** AIM OF THE TASK **
Rewrite everything from the line containing "I would be grateful if you could mark the wire" down to the last line of the items, both ends included. Keep the lines that ask for points unchanged, including their sample coordinates, but add 90 to every coordinate in the answer points, and leave the pictures out.

** SUPPLIED DATA **

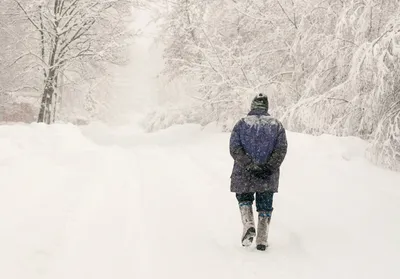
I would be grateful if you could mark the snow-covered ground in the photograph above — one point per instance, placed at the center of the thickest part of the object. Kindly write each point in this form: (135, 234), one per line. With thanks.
(99, 202)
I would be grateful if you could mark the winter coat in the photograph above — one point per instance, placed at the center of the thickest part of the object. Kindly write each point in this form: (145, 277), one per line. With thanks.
(258, 139)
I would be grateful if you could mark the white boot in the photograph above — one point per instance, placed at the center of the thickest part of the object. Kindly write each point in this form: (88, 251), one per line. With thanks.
(249, 231)
(264, 219)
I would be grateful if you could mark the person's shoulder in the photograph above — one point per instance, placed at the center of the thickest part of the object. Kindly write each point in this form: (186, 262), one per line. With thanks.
(275, 122)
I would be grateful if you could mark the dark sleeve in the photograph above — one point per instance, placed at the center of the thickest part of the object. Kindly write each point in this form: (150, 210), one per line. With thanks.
(236, 149)
(280, 150)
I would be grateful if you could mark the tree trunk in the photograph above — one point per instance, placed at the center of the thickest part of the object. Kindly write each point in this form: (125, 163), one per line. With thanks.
(47, 99)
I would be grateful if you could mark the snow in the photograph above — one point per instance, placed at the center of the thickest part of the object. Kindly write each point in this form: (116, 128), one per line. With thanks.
(102, 202)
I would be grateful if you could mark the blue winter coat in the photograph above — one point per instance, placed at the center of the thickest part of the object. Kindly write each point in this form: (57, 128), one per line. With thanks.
(258, 139)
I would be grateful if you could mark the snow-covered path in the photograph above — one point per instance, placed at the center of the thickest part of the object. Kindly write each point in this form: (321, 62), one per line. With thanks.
(96, 202)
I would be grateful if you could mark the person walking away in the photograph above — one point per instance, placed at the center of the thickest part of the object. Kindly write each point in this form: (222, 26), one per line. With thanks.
(258, 145)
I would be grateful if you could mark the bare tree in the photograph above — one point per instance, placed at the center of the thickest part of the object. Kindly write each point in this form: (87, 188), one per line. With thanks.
(67, 36)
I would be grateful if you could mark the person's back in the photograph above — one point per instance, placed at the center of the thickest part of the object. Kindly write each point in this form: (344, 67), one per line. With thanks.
(258, 146)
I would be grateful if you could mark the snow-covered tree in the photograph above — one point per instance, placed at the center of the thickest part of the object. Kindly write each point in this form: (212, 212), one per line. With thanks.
(65, 43)
(328, 66)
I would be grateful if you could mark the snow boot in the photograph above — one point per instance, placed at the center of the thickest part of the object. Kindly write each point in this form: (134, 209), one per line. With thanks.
(249, 231)
(264, 219)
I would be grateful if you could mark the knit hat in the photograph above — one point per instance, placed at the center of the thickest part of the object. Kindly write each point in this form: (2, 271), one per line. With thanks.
(260, 102)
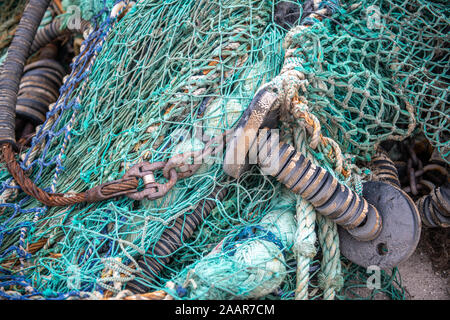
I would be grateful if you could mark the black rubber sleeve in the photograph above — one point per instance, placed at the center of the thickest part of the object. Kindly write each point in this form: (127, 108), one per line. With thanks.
(12, 69)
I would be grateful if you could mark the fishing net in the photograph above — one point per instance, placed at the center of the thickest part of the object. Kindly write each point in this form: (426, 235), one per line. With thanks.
(163, 80)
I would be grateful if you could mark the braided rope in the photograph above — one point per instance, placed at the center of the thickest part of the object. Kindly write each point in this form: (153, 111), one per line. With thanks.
(305, 236)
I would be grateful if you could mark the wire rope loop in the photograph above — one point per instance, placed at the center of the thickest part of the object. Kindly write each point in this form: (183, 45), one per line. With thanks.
(180, 161)
(152, 189)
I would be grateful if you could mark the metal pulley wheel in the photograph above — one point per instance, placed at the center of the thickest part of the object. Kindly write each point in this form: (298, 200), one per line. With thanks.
(399, 235)
(385, 217)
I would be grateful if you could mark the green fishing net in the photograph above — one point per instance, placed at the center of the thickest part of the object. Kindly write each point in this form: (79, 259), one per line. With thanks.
(164, 79)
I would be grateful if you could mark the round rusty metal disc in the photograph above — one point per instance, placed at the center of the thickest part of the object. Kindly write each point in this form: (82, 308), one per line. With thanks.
(399, 235)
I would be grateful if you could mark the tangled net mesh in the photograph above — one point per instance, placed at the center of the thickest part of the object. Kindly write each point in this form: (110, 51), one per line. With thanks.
(169, 73)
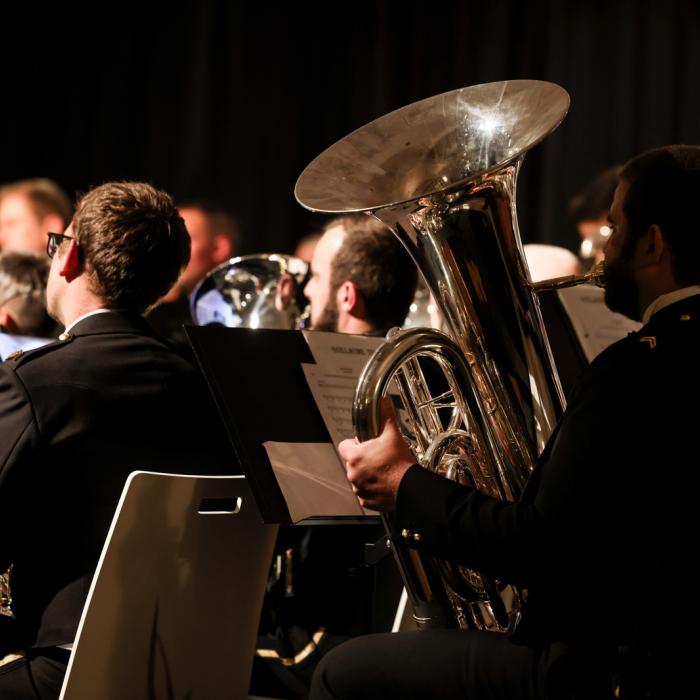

** EXERCISE RESULT **
I would be grateful if you could mark the wire rope loop in the photograph above — one point per instance, placed at the center of the thickest part of the object. Kindly write each point in this form: (183, 45), one per line. With thanks.
(270, 251)
(242, 279)
I would be grateful if you could mark the metal pulley wheel in the photograph above — one point per instance, placed at the center of the thickest part of the object. Kindly write each point in this form: (298, 200), one per line. With thanks.
(489, 325)
(475, 307)
I would be grateful if you could mark the green fishing net in the photograph above — one point per instance, placed at the center of the thickest part of the object. Kindly write each point in this form: (79, 259), one per line. With thanks.
(254, 169)
I would be grateful if you could mark the round rusty metal disc in the photograph above — one point per instance, placed at the center of the thickest part of the object. Kindly write each point in this form: (82, 308), one per line. With thanks.
(489, 325)
I would be grateful if you could mark the tangled net mesh in the photograph above — one point per instance, placed at the center of the thickest part of the object. Kindly write each point in this form: (110, 51), one per line. With thanks.
(259, 163)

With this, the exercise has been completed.